_The task_
Restate the listing below word for word.

_Records shown_
____________________

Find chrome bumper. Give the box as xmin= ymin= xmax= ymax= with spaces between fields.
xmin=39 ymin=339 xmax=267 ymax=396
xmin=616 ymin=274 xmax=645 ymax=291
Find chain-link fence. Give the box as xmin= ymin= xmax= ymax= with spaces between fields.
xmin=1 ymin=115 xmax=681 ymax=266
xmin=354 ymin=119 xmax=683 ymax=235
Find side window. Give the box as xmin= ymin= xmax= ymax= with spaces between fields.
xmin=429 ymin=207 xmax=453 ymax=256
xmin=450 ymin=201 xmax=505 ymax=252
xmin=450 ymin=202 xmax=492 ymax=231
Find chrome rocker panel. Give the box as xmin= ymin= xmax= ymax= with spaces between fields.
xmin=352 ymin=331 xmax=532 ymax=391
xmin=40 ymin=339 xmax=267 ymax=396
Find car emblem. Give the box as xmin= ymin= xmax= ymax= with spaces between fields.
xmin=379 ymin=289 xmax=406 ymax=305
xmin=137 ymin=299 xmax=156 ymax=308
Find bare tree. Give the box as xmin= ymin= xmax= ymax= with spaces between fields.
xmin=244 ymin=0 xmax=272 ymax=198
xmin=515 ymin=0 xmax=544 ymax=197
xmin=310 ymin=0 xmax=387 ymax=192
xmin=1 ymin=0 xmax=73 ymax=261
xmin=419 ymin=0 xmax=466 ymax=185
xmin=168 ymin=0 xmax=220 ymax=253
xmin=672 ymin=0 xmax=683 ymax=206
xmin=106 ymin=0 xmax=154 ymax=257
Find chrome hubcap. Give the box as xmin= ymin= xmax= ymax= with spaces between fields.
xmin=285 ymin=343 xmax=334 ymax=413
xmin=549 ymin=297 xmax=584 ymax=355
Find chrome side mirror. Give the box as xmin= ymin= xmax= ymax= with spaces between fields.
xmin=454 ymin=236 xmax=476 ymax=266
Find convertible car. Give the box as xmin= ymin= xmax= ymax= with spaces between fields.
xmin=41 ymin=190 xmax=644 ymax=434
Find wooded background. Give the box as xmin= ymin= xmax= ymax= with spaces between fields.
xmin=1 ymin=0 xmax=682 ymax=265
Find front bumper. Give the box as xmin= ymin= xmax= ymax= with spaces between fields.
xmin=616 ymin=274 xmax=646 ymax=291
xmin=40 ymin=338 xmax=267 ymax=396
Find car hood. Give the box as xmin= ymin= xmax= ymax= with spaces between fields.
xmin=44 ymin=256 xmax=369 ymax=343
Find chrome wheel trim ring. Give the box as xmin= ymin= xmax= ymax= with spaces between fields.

____________________

_Written answer_
Find chrome bumper. Give the box as xmin= ymin= xmax= ymax= with spaces between fields.
xmin=39 ymin=339 xmax=267 ymax=396
xmin=616 ymin=274 xmax=645 ymax=291
Find chain-link fence. Give the box as xmin= ymin= xmax= ymax= with spaces between fields.
xmin=1 ymin=115 xmax=681 ymax=266
xmin=354 ymin=119 xmax=683 ymax=235
Find side window. Give the box as xmin= ymin= xmax= ymax= with spaces between fields.
xmin=429 ymin=207 xmax=453 ymax=256
xmin=450 ymin=201 xmax=505 ymax=252
xmin=450 ymin=202 xmax=492 ymax=231
Find chrome rocker panel. Give the box as xmin= ymin= xmax= ymax= with spaces between fields.
xmin=352 ymin=331 xmax=532 ymax=391
xmin=40 ymin=339 xmax=267 ymax=396
Find car emblem. Give the box as xmin= ymin= xmax= ymax= with spaces between fields.
xmin=379 ymin=289 xmax=406 ymax=305
xmin=137 ymin=299 xmax=156 ymax=308
Find bare tree. Give the box as xmin= ymin= xmax= ymax= with spaces between fields.
xmin=244 ymin=0 xmax=272 ymax=198
xmin=515 ymin=0 xmax=544 ymax=197
xmin=310 ymin=0 xmax=387 ymax=192
xmin=1 ymin=0 xmax=73 ymax=261
xmin=419 ymin=0 xmax=466 ymax=185
xmin=168 ymin=0 xmax=220 ymax=253
xmin=672 ymin=0 xmax=683 ymax=206
xmin=106 ymin=0 xmax=154 ymax=257
Find chrome hubcap. Give the box as xmin= ymin= xmax= ymax= with spaces between fields.
xmin=285 ymin=343 xmax=334 ymax=413
xmin=549 ymin=297 xmax=584 ymax=355
Find chrome side mirror. Give the box as xmin= ymin= xmax= ymax= with spaces between fields.
xmin=454 ymin=236 xmax=476 ymax=266
Find convertible car. Give the box as xmin= ymin= xmax= ymax= with spaces between fields.
xmin=41 ymin=190 xmax=644 ymax=434
Find wooded background. Give the box as xmin= ymin= xmax= ymax= with spaces between fields.
xmin=1 ymin=0 xmax=682 ymax=265
Find front bumper. Give the box as xmin= ymin= xmax= ymax= with spaces between fields.
xmin=616 ymin=274 xmax=646 ymax=291
xmin=40 ymin=338 xmax=267 ymax=396
Find car hood. Give the box as xmin= ymin= xmax= ymax= with spaces between fields.
xmin=44 ymin=256 xmax=369 ymax=343
Find chrome wheel trim ring. Give the box as xmin= ymin= xmax= ymax= with spaces between fields.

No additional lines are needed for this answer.